[EXERCISE DIRECTIONS]
Write each line exactly as it stands, from the line containing "find basketball player" through the end of the data.

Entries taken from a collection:
###

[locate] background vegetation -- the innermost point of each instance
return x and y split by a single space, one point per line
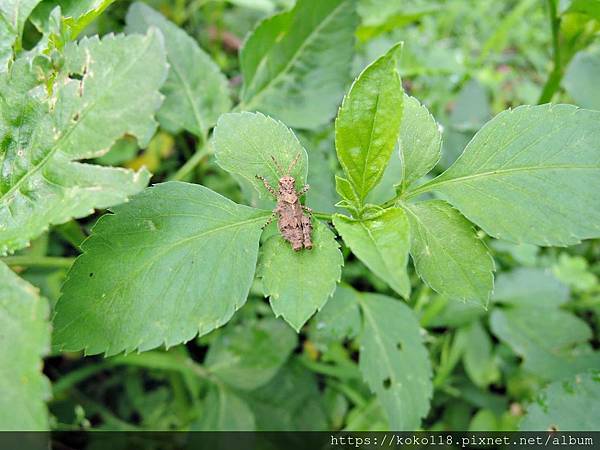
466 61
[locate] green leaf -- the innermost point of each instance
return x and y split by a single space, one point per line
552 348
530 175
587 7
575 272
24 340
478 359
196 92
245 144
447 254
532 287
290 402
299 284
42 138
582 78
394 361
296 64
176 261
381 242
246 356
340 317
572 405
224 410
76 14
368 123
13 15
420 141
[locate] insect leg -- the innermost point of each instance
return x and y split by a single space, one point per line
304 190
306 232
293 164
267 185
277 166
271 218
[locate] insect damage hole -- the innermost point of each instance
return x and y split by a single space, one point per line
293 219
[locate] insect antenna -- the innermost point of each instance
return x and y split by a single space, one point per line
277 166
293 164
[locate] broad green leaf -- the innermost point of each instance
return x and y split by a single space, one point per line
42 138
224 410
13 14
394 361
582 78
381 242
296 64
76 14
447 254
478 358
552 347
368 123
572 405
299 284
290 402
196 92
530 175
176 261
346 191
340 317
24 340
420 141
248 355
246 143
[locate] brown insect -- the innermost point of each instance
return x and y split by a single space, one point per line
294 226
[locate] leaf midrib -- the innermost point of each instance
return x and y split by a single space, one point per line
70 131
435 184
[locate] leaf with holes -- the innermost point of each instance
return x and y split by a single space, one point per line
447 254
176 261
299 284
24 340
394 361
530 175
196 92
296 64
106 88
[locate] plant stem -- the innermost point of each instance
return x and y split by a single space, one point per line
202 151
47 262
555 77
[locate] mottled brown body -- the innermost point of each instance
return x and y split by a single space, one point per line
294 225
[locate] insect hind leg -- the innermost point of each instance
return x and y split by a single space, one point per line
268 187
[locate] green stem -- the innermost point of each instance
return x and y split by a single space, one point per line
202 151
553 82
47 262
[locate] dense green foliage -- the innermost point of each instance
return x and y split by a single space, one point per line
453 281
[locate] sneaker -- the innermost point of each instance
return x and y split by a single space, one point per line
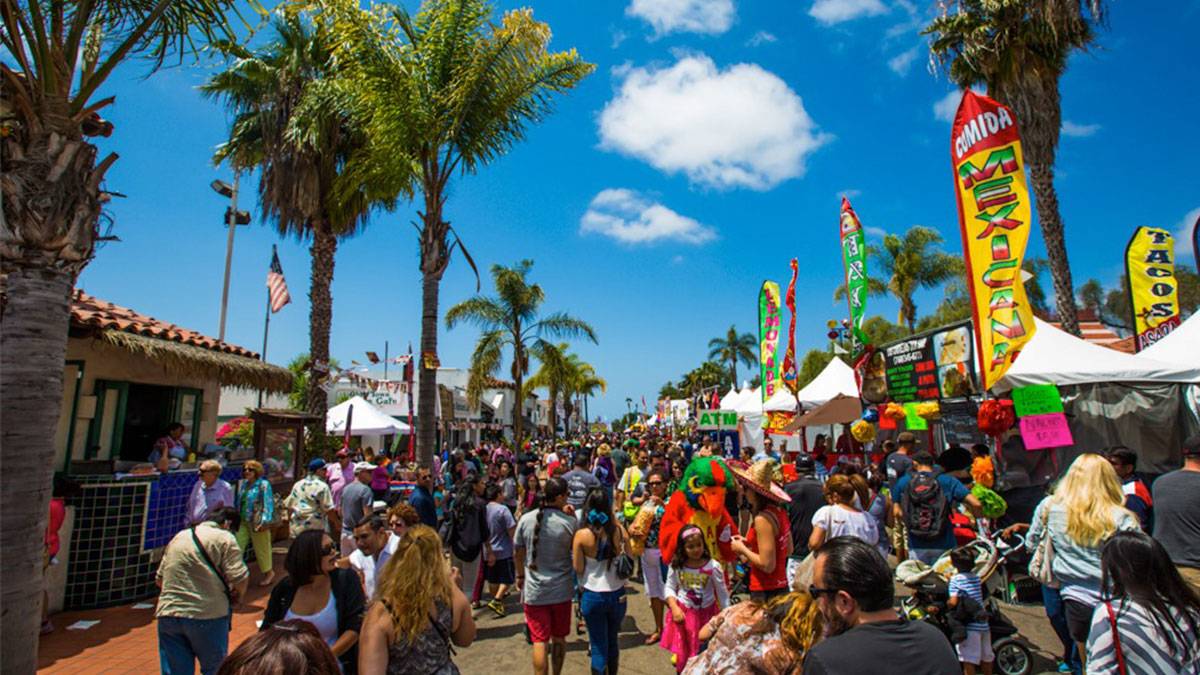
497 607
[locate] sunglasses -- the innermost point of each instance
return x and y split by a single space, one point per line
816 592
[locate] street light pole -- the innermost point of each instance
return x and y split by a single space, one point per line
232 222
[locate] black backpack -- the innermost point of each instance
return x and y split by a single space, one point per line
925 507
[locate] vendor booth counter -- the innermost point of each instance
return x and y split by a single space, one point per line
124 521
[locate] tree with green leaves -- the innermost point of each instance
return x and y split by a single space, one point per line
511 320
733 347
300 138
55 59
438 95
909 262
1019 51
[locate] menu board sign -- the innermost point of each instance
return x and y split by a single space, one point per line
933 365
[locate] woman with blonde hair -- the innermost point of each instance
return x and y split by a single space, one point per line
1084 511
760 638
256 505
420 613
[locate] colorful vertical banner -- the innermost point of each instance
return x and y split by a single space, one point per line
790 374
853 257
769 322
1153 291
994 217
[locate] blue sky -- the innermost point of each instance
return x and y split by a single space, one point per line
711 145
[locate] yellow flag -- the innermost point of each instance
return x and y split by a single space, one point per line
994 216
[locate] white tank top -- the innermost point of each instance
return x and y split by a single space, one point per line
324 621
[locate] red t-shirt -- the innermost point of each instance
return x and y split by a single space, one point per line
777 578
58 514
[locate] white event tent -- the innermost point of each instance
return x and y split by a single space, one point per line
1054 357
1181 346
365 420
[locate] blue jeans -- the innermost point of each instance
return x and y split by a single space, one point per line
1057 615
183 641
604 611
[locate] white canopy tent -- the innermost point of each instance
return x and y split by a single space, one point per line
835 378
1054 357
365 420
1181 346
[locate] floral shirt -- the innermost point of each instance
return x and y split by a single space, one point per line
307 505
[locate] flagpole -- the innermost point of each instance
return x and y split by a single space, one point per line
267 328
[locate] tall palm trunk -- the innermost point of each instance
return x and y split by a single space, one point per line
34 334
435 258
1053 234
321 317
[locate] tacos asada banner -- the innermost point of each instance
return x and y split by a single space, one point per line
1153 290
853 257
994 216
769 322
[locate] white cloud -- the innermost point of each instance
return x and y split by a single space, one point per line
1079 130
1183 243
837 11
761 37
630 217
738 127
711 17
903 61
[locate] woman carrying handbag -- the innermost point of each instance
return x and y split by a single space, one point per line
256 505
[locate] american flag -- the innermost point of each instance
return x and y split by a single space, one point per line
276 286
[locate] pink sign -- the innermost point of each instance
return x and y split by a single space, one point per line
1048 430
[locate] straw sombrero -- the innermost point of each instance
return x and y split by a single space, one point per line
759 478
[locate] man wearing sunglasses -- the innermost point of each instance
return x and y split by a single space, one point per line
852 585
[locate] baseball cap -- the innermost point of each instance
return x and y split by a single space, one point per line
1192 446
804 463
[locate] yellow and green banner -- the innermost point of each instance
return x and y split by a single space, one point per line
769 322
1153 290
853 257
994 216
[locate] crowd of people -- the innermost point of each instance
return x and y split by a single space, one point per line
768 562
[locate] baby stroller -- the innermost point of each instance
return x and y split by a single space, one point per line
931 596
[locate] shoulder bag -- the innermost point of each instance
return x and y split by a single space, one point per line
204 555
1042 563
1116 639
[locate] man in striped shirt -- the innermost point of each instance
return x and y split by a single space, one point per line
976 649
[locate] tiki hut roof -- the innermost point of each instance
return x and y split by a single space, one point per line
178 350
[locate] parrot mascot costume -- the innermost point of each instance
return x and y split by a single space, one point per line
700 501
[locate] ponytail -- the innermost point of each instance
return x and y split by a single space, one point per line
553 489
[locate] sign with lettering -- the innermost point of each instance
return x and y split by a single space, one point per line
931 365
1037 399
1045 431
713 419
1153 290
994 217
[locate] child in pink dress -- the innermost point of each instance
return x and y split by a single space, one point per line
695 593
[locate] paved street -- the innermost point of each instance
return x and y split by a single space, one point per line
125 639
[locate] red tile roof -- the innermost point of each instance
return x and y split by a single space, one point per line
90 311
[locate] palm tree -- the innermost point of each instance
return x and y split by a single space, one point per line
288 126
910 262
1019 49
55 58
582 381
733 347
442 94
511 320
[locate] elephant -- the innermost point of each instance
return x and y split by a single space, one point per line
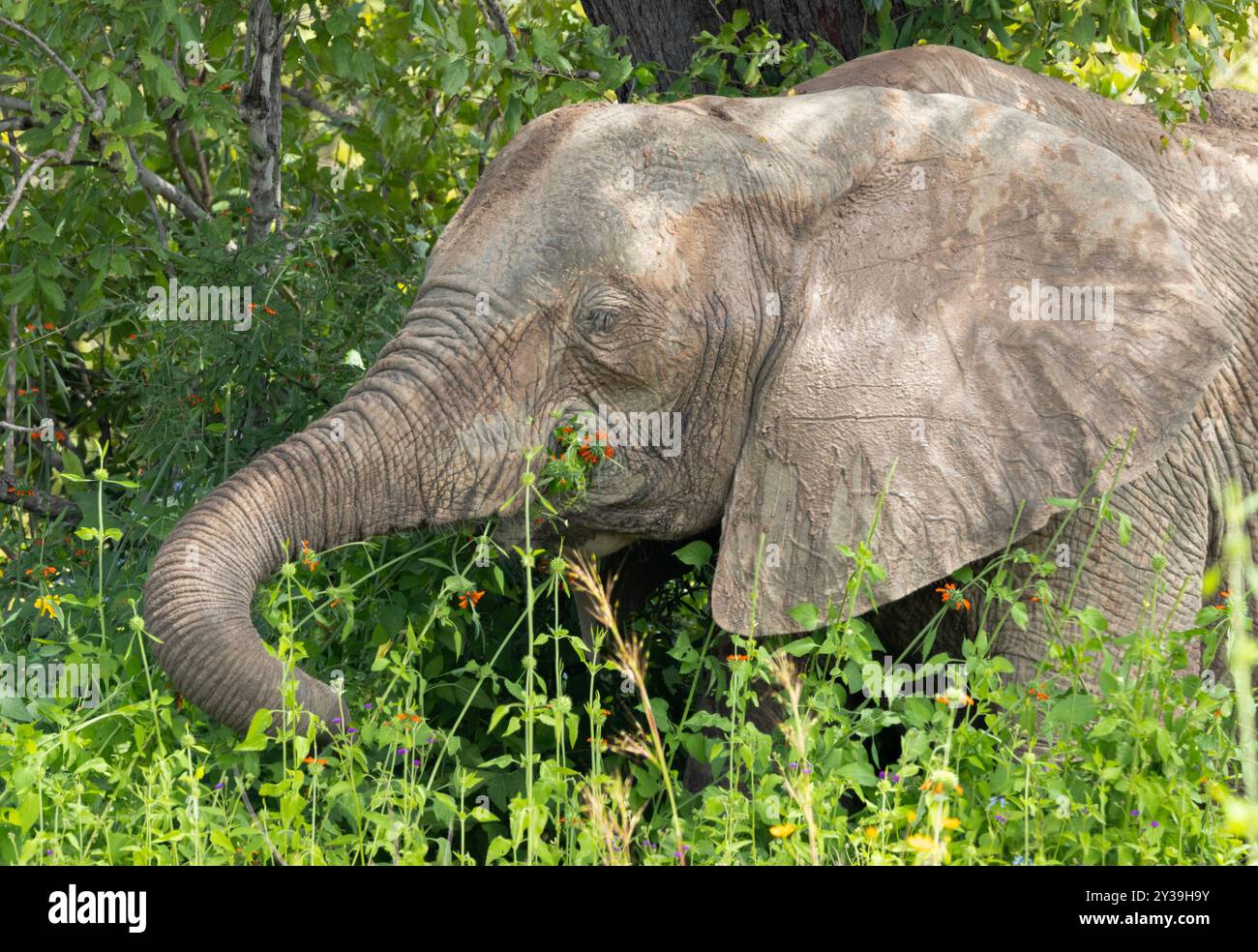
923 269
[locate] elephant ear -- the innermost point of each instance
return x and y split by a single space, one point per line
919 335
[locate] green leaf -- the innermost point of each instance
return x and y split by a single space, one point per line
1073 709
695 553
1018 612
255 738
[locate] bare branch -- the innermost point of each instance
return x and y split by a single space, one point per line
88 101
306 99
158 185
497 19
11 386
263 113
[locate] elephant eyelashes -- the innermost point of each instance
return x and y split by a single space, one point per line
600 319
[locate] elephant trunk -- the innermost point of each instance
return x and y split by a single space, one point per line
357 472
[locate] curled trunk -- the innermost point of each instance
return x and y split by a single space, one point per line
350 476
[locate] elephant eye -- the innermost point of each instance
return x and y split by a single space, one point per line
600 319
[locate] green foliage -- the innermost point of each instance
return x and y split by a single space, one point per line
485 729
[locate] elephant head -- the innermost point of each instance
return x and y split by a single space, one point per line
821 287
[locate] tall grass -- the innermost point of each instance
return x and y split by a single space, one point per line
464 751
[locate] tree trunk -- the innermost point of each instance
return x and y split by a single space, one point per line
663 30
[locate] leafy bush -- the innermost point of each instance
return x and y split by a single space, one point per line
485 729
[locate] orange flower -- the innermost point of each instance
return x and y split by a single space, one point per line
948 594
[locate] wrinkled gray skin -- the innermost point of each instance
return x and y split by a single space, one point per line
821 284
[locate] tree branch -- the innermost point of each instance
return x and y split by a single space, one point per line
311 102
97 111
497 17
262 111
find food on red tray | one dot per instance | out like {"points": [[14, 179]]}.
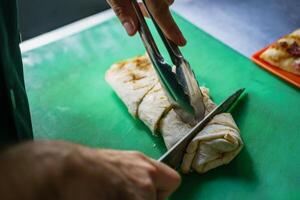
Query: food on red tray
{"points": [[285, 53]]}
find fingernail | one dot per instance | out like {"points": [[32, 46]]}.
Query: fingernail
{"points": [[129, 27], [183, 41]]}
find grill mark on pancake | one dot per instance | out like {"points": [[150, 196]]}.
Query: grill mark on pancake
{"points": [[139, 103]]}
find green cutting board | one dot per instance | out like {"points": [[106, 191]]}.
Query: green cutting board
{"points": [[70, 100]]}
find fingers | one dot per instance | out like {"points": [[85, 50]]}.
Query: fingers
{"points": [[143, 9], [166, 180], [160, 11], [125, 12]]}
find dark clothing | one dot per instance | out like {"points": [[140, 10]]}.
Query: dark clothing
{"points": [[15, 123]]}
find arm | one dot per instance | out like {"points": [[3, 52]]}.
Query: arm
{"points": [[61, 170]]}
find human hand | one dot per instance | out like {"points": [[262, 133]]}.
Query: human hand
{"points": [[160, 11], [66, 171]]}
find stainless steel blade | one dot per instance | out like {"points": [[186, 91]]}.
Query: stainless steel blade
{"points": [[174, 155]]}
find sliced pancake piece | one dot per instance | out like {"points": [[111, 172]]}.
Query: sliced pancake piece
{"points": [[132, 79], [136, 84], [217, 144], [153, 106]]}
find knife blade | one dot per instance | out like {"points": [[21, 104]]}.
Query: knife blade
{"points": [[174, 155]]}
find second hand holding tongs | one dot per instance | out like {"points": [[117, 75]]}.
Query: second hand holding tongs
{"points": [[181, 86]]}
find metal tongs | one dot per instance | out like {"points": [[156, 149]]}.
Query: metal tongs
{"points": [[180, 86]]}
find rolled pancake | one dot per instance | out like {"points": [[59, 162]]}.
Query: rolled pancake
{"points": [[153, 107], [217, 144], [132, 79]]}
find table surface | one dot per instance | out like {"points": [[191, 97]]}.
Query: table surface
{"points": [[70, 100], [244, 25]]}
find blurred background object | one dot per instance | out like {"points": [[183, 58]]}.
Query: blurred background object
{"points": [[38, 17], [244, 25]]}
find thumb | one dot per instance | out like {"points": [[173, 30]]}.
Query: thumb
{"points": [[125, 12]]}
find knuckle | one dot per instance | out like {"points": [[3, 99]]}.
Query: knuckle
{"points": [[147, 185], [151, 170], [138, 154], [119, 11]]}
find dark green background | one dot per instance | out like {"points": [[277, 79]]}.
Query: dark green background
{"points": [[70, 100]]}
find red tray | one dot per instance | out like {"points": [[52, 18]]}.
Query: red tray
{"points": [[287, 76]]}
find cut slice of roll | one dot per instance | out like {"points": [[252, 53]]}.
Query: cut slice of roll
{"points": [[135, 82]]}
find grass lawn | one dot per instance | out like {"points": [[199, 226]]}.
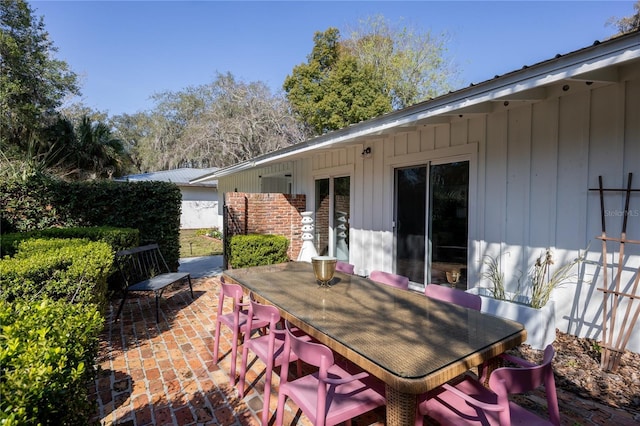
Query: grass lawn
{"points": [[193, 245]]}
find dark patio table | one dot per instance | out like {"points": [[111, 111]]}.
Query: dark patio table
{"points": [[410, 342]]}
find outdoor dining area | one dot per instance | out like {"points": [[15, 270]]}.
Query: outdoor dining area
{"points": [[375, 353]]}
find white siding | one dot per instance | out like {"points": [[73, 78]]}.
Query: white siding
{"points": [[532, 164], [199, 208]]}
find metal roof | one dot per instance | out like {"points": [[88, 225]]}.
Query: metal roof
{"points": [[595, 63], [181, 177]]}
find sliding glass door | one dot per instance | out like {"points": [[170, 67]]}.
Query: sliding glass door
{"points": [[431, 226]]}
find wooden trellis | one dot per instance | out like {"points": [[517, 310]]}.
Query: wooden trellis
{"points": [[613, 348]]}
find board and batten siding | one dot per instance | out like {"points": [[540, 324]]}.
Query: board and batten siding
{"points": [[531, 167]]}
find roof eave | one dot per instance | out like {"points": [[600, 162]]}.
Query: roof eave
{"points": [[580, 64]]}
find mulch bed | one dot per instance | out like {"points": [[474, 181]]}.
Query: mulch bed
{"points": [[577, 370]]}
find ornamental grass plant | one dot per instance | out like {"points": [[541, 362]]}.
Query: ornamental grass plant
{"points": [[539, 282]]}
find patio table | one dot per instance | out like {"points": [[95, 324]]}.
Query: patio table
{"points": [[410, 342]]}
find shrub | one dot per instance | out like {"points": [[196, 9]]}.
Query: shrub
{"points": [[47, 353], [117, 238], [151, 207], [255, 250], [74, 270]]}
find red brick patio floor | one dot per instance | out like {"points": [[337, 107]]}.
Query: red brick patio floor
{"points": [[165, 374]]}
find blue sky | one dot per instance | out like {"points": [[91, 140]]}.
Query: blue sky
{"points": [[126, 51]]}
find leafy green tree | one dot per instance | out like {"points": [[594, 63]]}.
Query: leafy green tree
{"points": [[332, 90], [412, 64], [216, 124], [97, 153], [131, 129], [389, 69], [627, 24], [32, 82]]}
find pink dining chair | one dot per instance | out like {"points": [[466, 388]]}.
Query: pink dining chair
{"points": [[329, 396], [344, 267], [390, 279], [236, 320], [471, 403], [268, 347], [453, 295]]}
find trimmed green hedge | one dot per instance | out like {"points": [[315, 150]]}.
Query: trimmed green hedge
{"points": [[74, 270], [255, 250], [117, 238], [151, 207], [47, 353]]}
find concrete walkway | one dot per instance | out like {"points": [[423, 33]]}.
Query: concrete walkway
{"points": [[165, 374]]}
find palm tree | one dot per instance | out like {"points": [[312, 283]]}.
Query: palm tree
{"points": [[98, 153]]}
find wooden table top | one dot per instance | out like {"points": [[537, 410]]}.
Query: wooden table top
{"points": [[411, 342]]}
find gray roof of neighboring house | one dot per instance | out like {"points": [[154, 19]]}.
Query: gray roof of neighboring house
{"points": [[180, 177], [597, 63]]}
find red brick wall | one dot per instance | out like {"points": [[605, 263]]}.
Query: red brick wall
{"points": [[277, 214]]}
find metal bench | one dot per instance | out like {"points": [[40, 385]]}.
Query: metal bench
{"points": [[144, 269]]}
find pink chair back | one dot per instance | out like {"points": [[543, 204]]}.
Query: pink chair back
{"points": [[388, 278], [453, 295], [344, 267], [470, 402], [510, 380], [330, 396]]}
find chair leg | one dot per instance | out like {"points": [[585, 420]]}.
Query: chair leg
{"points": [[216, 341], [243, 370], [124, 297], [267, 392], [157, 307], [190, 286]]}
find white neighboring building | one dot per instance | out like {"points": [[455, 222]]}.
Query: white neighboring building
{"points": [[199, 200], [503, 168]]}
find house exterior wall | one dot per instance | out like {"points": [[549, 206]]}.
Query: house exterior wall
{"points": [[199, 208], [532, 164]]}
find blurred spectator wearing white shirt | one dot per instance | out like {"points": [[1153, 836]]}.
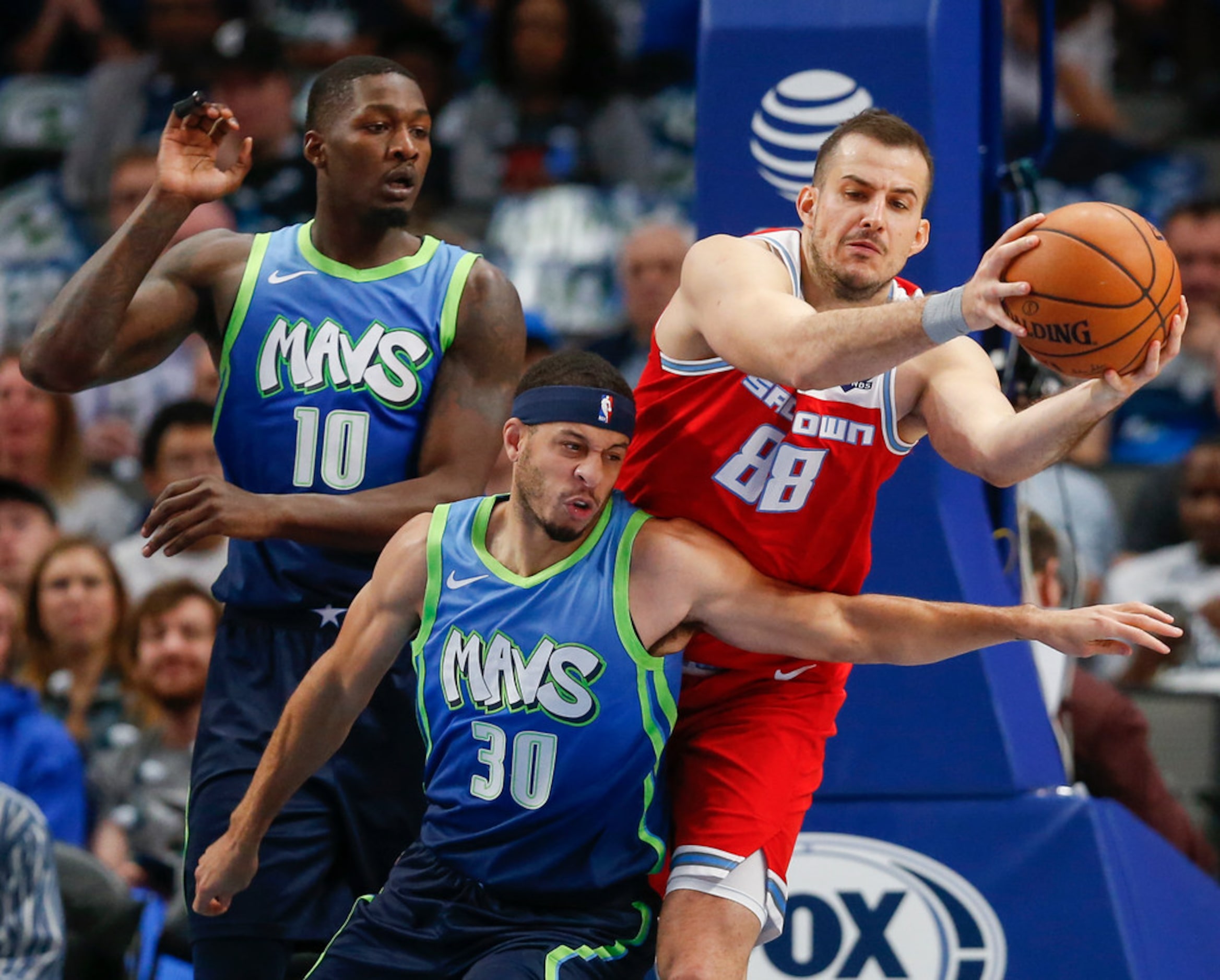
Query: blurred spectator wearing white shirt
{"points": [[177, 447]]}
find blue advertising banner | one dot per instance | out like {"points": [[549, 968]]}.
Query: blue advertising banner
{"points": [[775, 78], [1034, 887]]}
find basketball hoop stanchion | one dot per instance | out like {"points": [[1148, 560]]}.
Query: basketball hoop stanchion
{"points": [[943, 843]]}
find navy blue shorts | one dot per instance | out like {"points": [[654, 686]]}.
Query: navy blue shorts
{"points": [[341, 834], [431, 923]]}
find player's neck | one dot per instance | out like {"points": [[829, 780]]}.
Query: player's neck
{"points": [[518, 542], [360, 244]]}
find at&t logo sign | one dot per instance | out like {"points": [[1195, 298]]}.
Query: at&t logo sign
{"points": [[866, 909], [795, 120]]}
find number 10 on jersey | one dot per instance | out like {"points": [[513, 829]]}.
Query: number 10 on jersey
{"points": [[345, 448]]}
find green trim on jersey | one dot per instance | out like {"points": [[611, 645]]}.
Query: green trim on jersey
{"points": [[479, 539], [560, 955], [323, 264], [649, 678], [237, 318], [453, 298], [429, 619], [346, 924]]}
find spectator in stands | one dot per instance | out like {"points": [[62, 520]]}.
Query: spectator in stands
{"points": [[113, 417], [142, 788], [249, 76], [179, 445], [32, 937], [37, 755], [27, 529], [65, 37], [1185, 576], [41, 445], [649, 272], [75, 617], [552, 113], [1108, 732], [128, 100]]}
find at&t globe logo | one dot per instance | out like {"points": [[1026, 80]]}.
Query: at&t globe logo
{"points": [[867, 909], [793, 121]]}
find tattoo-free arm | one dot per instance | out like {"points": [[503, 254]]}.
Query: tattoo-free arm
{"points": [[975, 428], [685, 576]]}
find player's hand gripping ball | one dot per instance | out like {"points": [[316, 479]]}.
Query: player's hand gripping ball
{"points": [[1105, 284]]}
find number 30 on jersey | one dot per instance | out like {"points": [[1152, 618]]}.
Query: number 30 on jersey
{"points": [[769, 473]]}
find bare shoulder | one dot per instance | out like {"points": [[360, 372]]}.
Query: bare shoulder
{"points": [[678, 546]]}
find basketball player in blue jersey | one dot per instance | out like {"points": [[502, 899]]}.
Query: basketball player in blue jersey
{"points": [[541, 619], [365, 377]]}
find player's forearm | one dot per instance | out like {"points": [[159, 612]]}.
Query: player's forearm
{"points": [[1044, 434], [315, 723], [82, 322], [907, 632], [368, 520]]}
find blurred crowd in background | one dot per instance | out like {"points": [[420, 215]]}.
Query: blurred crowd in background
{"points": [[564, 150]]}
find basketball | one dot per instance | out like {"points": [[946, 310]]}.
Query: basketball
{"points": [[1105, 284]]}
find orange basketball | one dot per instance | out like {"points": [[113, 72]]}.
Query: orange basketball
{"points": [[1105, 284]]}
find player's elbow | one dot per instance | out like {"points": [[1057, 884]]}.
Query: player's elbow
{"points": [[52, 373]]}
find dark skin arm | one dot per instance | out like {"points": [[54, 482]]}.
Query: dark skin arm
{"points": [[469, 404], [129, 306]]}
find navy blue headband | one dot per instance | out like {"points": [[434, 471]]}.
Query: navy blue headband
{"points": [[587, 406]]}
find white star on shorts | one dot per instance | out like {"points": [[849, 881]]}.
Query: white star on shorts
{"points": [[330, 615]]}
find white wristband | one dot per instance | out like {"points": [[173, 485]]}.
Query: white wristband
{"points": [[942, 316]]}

###

[RESPONSE BELOW]
find basketball player in blue jersey | one dot per instance | out like {"points": [[502, 899]]}.
Query: basketball player in blue jersey
{"points": [[541, 619], [365, 377]]}
find player's forearm | one dot per instance | out like {"points": [[159, 612]]}.
Query: player's forearm
{"points": [[1044, 434], [315, 723], [82, 322], [907, 632], [368, 520]]}
find blurred crowd in background | one dot per instance | out like {"points": [[420, 215]]}.
Query: blurred crowd in background
{"points": [[564, 150]]}
find basketball | one dot per instance | out like {"points": [[946, 310]]}.
Query: basketball
{"points": [[1105, 284]]}
find orange basketball | one dot per instance | out like {"points": [[113, 72]]}.
Query: orange basketball
{"points": [[1105, 284]]}
find player's elbow | one dot per instance | out like {"points": [[1057, 884]]}.
Query: player's elbow
{"points": [[52, 373]]}
find dark skin arm | one dot per instance | out like {"points": [[54, 482]]}.
Query: dark skin arm
{"points": [[469, 404], [129, 306]]}
find navy blue headband | one dot per instance | out like {"points": [[434, 471]]}.
Query: navy blue headband
{"points": [[587, 406]]}
find white star on shorts | one dot per instance | out like {"points": [[849, 881]]}.
Query: white star on shorts
{"points": [[330, 615]]}
find white wristband | one dot per instance | out like {"points": [[173, 485]]}.
Query: white wristband
{"points": [[942, 316]]}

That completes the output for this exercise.